++++ Data records ++++
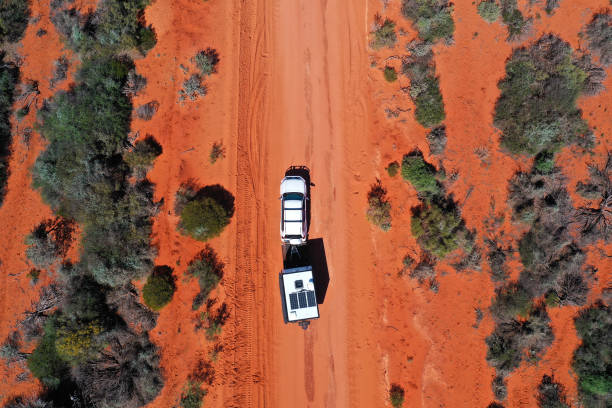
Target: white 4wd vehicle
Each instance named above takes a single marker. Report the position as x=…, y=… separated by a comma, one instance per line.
x=294, y=227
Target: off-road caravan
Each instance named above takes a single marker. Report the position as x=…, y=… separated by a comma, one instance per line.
x=298, y=295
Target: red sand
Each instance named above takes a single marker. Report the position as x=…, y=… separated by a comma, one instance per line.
x=295, y=87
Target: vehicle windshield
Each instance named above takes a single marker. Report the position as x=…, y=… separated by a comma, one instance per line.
x=293, y=196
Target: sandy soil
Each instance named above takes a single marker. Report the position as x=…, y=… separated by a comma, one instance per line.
x=298, y=85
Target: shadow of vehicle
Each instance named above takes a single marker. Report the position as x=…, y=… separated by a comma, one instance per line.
x=303, y=172
x=311, y=254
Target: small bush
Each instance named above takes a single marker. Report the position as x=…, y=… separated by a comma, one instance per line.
x=438, y=227
x=420, y=174
x=217, y=152
x=159, y=289
x=141, y=157
x=489, y=10
x=390, y=74
x=203, y=219
x=591, y=360
x=551, y=394
x=511, y=301
x=383, y=34
x=544, y=163
x=437, y=140
x=379, y=209
x=432, y=18
x=599, y=36
x=193, y=395
x=429, y=104
x=146, y=111
x=192, y=88
x=49, y=241
x=206, y=61
x=500, y=388
x=14, y=15
x=396, y=396
x=207, y=268
x=393, y=169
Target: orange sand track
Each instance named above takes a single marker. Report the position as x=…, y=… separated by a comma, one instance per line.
x=296, y=87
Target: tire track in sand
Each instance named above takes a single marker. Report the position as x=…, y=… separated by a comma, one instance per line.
x=247, y=369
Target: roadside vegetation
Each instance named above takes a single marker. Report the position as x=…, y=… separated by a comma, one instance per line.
x=14, y=15
x=383, y=33
x=204, y=212
x=537, y=110
x=90, y=331
x=432, y=18
x=591, y=360
x=599, y=36
x=379, y=207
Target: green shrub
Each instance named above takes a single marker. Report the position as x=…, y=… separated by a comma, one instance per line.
x=544, y=162
x=438, y=227
x=536, y=110
x=393, y=169
x=9, y=76
x=551, y=394
x=384, y=34
x=206, y=61
x=432, y=18
x=14, y=15
x=489, y=10
x=159, y=289
x=193, y=395
x=45, y=363
x=203, y=219
x=390, y=74
x=207, y=268
x=379, y=209
x=599, y=35
x=592, y=361
x=420, y=174
x=511, y=301
x=429, y=104
x=396, y=396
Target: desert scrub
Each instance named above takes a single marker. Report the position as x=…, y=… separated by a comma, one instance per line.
x=193, y=88
x=193, y=395
x=217, y=151
x=396, y=396
x=390, y=74
x=203, y=219
x=537, y=107
x=432, y=18
x=379, y=208
x=383, y=33
x=14, y=15
x=551, y=394
x=393, y=169
x=429, y=104
x=489, y=10
x=511, y=301
x=159, y=289
x=9, y=76
x=438, y=227
x=599, y=36
x=207, y=269
x=207, y=61
x=420, y=174
x=591, y=360
x=437, y=140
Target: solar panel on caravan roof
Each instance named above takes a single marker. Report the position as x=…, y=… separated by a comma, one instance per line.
x=293, y=301
x=302, y=299
x=312, y=301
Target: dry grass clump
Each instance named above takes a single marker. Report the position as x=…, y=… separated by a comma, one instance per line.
x=379, y=207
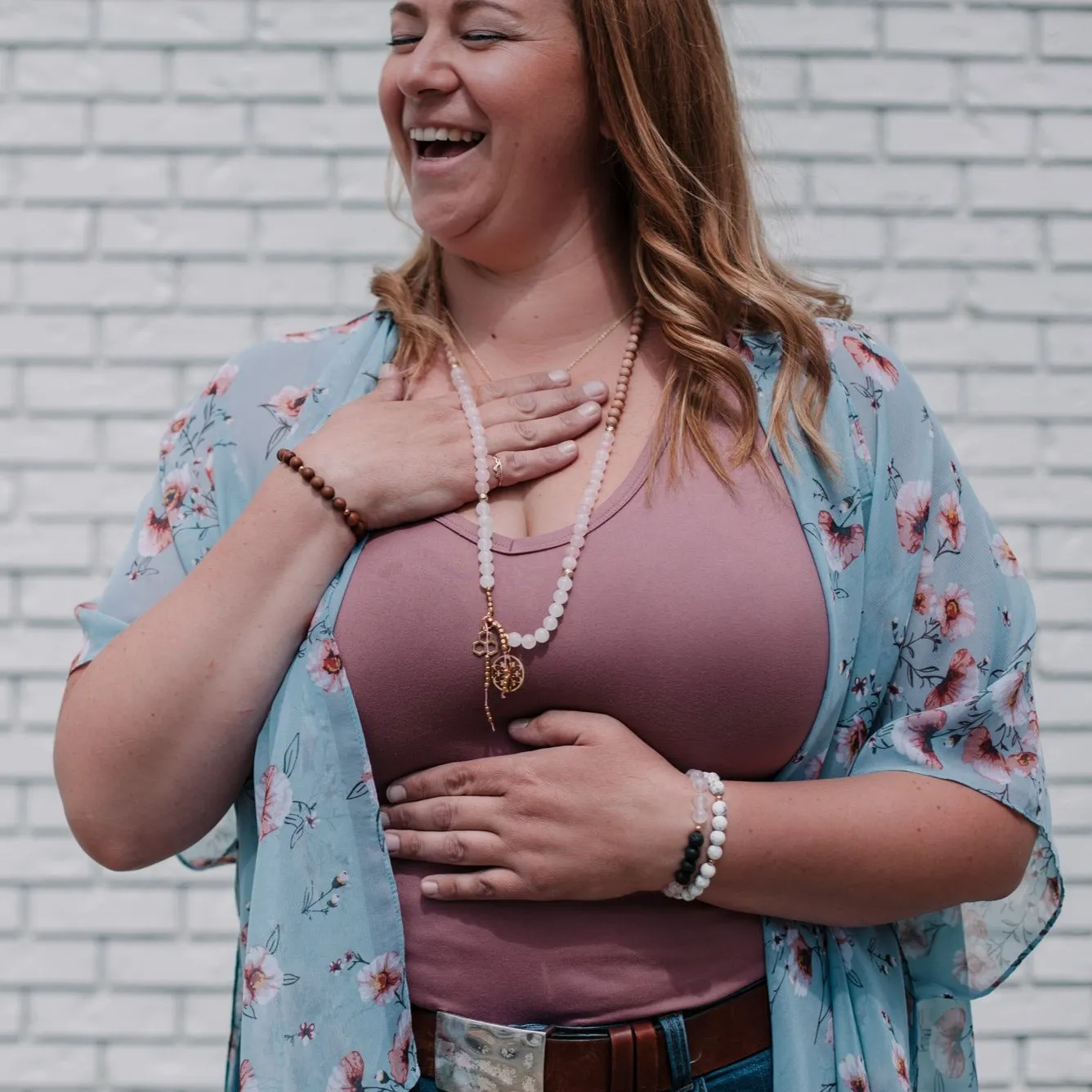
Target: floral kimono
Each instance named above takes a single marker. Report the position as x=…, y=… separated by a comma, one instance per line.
x=930, y=627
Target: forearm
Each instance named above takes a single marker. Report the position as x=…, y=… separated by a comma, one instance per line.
x=156, y=735
x=866, y=850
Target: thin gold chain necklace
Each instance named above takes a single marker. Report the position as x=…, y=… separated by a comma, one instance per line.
x=595, y=344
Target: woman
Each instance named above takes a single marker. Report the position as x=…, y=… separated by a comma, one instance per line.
x=786, y=615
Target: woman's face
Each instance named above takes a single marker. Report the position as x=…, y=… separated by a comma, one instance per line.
x=506, y=78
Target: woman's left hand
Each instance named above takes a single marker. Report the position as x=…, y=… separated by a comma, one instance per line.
x=593, y=813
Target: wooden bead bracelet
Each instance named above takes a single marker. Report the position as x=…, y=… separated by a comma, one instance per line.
x=353, y=520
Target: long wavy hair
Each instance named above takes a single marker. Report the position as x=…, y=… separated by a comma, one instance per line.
x=700, y=263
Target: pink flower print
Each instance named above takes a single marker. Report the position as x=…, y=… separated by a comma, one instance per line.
x=946, y=1043
x=860, y=444
x=261, y=978
x=380, y=980
x=852, y=1072
x=1007, y=562
x=176, y=487
x=276, y=800
x=799, y=962
x=178, y=423
x=347, y=1075
x=397, y=1057
x=978, y=750
x=155, y=535
x=960, y=682
x=955, y=611
x=901, y=1066
x=842, y=545
x=222, y=380
x=912, y=513
x=850, y=738
x=1010, y=699
x=876, y=367
x=950, y=520
x=913, y=737
x=324, y=665
x=289, y=401
x=247, y=1080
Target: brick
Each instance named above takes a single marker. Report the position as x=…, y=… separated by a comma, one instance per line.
x=772, y=29
x=1066, y=34
x=62, y=1016
x=82, y=74
x=181, y=231
x=61, y=21
x=142, y=962
x=181, y=126
x=42, y=230
x=43, y=126
x=955, y=33
x=90, y=177
x=932, y=134
x=1054, y=85
x=880, y=82
x=254, y=179
x=275, y=75
x=957, y=240
x=172, y=22
x=104, y=912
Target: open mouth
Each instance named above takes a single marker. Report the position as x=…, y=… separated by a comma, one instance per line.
x=445, y=143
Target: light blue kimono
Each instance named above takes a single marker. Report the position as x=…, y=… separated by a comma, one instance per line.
x=930, y=628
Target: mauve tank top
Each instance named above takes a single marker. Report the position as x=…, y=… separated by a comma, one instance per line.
x=697, y=620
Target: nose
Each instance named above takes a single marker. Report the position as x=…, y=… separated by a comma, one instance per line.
x=427, y=70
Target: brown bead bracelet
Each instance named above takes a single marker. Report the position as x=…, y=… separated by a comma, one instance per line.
x=353, y=520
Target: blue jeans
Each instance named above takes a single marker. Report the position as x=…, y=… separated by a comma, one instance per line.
x=750, y=1075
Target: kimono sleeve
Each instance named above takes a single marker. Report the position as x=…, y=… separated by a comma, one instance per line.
x=955, y=629
x=177, y=523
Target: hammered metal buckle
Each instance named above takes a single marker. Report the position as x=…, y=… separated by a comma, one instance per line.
x=474, y=1056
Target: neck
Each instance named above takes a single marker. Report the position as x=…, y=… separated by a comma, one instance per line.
x=544, y=315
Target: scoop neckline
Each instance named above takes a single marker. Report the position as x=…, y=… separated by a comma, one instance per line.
x=551, y=539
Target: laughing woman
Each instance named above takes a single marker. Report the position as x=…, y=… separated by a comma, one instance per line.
x=598, y=642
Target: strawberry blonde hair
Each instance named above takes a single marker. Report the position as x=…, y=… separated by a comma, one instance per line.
x=701, y=266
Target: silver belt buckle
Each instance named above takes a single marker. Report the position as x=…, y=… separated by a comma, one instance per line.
x=474, y=1056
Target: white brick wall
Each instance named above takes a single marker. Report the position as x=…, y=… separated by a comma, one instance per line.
x=181, y=177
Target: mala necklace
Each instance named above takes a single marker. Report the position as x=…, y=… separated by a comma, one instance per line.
x=503, y=669
x=595, y=344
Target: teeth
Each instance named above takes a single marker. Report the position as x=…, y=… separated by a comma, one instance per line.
x=455, y=136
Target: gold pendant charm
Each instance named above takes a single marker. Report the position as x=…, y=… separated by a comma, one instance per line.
x=507, y=674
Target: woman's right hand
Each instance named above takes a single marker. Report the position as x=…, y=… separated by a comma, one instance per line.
x=396, y=461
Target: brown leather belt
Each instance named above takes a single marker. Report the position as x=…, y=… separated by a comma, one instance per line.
x=633, y=1057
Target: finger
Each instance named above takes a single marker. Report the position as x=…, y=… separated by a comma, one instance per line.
x=442, y=813
x=521, y=384
x=557, y=728
x=484, y=776
x=527, y=465
x=530, y=405
x=526, y=435
x=473, y=848
x=391, y=386
x=475, y=887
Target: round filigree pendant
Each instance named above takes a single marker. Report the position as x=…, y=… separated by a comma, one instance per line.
x=506, y=674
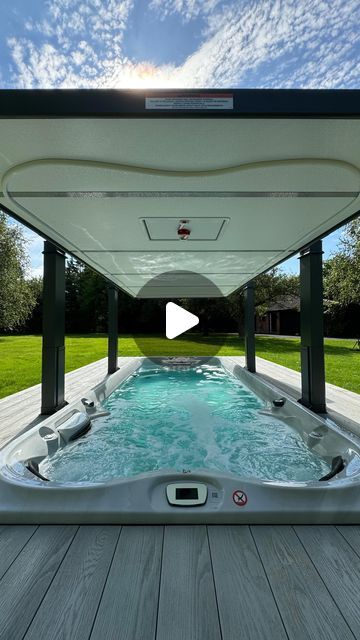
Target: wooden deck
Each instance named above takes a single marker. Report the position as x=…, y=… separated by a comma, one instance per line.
x=179, y=583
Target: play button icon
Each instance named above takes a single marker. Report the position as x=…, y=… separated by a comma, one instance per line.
x=178, y=320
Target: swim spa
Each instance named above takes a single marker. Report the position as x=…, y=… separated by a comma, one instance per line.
x=179, y=441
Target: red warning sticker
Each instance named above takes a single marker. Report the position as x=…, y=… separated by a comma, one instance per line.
x=240, y=498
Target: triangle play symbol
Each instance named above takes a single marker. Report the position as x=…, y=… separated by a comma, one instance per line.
x=178, y=320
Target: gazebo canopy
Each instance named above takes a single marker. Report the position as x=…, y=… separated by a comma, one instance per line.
x=110, y=175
++++
§ Exercise goal:
Out of the data above, set down the lines from the one with "Target: wooden deck" to the one with "Target: triangle play symbol", both included, exactly as written and with no additions.

§ Answer space:
Target: wooden deck
Each instance named above takes a single marker. Report the position as x=…, y=… separated by a comma, one instance per line.
x=179, y=583
Target: play button icon
Each instance named above takes a single marker. Report the position as x=…, y=… separated by a comma, one instance per line.
x=178, y=320
Target: swim spa
Each instance named above takes a single marker. Report the position as x=…, y=… separated by a comma, one instance per line.
x=179, y=441
Target: red warning sticker
Each instance named above takes a single marker. Report the position as x=…, y=… separated by a comma, one instance per line.
x=240, y=498
Target: triangle play symbol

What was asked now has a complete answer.